***** Excerpted records

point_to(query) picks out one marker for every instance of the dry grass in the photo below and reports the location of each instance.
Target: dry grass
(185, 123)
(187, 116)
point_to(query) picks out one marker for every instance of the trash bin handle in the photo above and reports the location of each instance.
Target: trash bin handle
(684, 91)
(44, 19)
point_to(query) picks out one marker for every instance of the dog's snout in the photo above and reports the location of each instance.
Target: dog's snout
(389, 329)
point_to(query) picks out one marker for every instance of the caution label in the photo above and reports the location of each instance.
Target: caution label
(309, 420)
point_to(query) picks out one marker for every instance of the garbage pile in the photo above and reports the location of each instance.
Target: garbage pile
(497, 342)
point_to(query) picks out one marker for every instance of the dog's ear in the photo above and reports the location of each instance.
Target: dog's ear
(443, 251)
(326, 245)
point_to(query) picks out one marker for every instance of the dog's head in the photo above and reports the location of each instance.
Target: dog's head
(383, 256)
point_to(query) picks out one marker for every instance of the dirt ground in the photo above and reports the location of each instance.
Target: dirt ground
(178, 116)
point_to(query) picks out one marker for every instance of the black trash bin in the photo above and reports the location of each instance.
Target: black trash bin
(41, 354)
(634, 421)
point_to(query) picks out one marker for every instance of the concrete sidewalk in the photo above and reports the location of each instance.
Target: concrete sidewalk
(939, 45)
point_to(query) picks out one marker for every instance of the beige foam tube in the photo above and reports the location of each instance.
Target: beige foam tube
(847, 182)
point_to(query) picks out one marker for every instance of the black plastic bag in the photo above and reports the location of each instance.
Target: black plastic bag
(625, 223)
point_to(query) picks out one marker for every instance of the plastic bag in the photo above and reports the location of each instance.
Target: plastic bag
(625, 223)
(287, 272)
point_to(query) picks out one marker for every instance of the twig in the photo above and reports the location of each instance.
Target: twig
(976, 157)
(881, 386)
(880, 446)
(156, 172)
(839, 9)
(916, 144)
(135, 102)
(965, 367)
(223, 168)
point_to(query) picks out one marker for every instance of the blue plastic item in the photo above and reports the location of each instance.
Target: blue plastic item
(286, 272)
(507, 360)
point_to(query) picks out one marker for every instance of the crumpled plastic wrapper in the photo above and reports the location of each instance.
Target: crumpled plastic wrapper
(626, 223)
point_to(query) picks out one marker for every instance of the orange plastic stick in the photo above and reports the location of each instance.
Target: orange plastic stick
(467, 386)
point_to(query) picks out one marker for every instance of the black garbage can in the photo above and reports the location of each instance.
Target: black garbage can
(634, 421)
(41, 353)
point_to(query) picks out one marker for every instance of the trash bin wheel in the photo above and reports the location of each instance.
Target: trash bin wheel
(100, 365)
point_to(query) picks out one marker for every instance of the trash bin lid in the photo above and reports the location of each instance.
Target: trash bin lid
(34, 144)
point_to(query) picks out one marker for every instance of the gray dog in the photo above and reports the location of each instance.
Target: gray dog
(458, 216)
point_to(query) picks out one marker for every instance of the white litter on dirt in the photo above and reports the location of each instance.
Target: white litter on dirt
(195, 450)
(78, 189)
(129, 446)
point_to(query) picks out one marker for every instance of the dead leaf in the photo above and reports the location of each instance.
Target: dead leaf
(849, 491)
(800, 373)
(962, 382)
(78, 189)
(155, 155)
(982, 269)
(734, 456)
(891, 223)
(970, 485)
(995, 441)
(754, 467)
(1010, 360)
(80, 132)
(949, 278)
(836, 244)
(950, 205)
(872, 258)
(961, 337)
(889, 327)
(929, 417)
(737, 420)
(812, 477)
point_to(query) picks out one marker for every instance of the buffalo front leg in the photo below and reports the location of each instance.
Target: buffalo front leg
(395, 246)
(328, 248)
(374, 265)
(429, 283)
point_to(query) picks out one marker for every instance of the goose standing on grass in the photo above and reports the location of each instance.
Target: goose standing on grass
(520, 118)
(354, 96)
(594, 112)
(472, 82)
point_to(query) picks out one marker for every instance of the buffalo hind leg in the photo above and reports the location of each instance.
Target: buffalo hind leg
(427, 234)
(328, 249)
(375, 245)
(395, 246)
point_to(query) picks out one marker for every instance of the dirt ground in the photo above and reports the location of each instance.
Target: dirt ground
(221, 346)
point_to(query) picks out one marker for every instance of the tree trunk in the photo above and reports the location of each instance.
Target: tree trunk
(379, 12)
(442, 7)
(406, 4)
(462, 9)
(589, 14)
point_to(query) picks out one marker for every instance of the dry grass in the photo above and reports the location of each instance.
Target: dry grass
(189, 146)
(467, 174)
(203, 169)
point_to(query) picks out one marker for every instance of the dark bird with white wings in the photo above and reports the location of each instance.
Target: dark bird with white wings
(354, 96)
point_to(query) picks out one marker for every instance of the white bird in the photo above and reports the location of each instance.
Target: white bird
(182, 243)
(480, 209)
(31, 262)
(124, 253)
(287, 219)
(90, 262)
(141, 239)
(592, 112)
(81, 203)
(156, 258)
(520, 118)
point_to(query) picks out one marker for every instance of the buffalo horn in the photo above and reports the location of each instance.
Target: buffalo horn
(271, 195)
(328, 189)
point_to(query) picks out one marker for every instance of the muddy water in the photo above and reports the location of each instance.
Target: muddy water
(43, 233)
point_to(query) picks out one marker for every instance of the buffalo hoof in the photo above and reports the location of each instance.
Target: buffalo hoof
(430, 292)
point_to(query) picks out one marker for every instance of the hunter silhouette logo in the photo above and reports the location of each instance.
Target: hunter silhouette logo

**********

#### Task brief
Copy out, word for word, the part of the records that opens with the line containing "of the hunter" and runs through the end of the records.

#### Reply to the task
point_to(query) picks out one marker for every instance of the hunter silhouette logo in the photo above and reports the location of each instance.
Target: hunter silhouette logo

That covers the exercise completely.